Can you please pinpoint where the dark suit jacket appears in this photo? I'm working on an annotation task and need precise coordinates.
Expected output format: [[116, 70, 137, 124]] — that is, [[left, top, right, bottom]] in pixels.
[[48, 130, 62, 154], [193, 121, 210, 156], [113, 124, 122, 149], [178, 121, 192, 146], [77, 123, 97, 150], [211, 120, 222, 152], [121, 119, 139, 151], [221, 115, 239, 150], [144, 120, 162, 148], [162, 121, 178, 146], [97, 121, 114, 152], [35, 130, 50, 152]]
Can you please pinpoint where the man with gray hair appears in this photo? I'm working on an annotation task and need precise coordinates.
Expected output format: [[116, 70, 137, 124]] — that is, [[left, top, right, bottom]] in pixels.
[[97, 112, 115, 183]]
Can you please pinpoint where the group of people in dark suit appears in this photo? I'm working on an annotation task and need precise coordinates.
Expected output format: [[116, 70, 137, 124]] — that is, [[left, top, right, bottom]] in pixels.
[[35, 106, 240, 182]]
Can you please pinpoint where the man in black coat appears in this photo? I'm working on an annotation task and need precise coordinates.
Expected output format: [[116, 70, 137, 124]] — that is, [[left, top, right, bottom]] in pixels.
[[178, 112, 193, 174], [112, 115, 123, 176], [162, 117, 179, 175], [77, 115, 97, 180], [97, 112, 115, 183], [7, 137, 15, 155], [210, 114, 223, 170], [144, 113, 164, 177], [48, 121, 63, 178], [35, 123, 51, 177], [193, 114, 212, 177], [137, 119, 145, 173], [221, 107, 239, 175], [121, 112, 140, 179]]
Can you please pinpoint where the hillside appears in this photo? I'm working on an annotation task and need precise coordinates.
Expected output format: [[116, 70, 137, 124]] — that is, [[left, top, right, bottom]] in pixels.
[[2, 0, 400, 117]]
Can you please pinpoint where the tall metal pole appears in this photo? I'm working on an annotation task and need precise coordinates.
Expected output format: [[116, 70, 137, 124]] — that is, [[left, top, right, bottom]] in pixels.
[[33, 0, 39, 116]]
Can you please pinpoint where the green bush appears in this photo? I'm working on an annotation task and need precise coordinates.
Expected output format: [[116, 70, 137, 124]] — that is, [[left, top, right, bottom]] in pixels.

++++

# Activity
Every line containing the string "task" should be pulled from the listing and copied.

# Exercise solution
Can you please pinpoint where the dark suit jacket appears in this photo? I'm working on an annotation task and need precise coordinates.
Can you please pinpoint where the man with gray hair appears in this photo? I'm working on an annotation task and need precise coordinates.
Can you please pinpoint where the group of people in dark suit appears in this photo? I'm working on an annotation task and need precise coordinates.
Can you please pinpoint where the man in black coat appears in this photo? I'm working on an annotation task and need precise coordinates.
Can you please pinpoint where the hillside appears in this photo? I'm working on an annotation task and need precise coordinates.
Can you please pinpoint where the tall metal pole appears in this photo? I'm working on an annotation task and need precise coordinates.
Can you please pinpoint where the green bush appears in this photo? I'm working on an annotation task and need precise coordinates.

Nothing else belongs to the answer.